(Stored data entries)

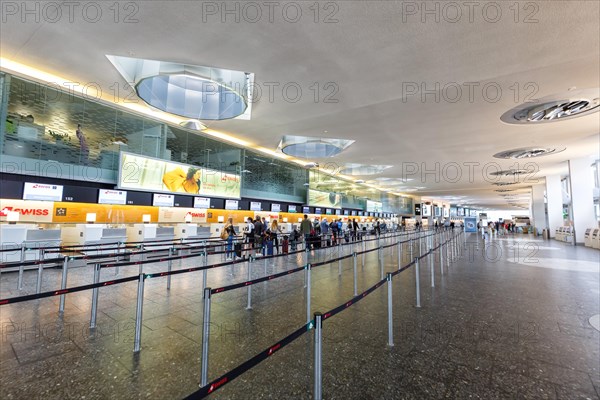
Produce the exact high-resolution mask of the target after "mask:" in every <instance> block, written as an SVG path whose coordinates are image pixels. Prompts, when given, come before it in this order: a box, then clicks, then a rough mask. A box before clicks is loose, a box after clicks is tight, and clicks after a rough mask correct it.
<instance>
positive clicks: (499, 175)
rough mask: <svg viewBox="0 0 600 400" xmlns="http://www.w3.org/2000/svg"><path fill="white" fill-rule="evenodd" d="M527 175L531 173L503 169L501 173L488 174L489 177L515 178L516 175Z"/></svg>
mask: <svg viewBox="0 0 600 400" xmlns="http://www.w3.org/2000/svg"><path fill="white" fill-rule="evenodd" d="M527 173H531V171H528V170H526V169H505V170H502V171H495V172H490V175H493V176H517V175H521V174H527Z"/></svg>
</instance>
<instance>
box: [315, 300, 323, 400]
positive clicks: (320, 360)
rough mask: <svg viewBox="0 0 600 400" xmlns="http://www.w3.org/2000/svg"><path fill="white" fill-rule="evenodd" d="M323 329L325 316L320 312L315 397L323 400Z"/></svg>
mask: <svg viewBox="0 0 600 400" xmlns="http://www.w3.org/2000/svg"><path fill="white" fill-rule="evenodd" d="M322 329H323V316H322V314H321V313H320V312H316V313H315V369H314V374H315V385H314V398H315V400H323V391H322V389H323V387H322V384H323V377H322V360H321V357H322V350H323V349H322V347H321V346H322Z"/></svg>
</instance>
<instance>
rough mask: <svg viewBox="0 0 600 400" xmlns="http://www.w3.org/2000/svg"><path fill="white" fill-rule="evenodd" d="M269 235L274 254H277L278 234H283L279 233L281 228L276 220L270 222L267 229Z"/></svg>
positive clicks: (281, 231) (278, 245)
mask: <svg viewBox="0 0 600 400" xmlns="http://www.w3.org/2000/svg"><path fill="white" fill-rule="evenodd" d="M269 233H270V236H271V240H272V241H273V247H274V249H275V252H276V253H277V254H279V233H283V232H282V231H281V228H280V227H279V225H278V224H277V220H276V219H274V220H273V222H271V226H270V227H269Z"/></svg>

Problem statement
Can you write out all of the lines above word for word, leaving out the pictures?

Exercise answer
Produce the exact high-resolution mask of the target after "mask:" in every <instance> block, written as an SVG path whose coordinates are image pixels. Prompts, when given, come before it in this order: a box, then clicks, then a rough mask. A box before clicks is loose, a box after clicks is tight, and clicks after a rough mask correct it.
<instance>
positive clicks: (499, 175)
rough mask: <svg viewBox="0 0 600 400" xmlns="http://www.w3.org/2000/svg"><path fill="white" fill-rule="evenodd" d="M527 175L531 173L503 169L501 173L488 174L489 177L515 178L516 175Z"/></svg>
mask: <svg viewBox="0 0 600 400" xmlns="http://www.w3.org/2000/svg"><path fill="white" fill-rule="evenodd" d="M527 173H531V171H528V170H526V169H505V170H502V171H495V172H490V175H493V176H517V175H521V174H527Z"/></svg>
</instance>
<instance>
box: [315, 300, 323, 400]
positive clicks: (320, 360)
rough mask: <svg viewBox="0 0 600 400" xmlns="http://www.w3.org/2000/svg"><path fill="white" fill-rule="evenodd" d="M323 329L325 316L320 312L315 397L323 400Z"/></svg>
mask: <svg viewBox="0 0 600 400" xmlns="http://www.w3.org/2000/svg"><path fill="white" fill-rule="evenodd" d="M322 329H323V316H322V314H321V313H320V312H316V313H315V369H314V374H315V385H314V398H315V400H323V391H322V389H323V387H322V384H323V377H322V360H321V357H322V350H323V349H322V347H321V346H322Z"/></svg>
</instance>
<instance>
rough mask: <svg viewBox="0 0 600 400" xmlns="http://www.w3.org/2000/svg"><path fill="white" fill-rule="evenodd" d="M269 235L274 254H277L278 234H283L279 233L281 228L276 220L270 222L267 229Z"/></svg>
positive clicks: (281, 231) (278, 245)
mask: <svg viewBox="0 0 600 400" xmlns="http://www.w3.org/2000/svg"><path fill="white" fill-rule="evenodd" d="M269 233H270V236H271V240H272V241H273V247H274V249H275V252H276V253H277V254H279V233H283V232H282V231H281V228H280V227H279V225H278V224H277V220H276V219H274V220H273V222H271V226H270V227H269Z"/></svg>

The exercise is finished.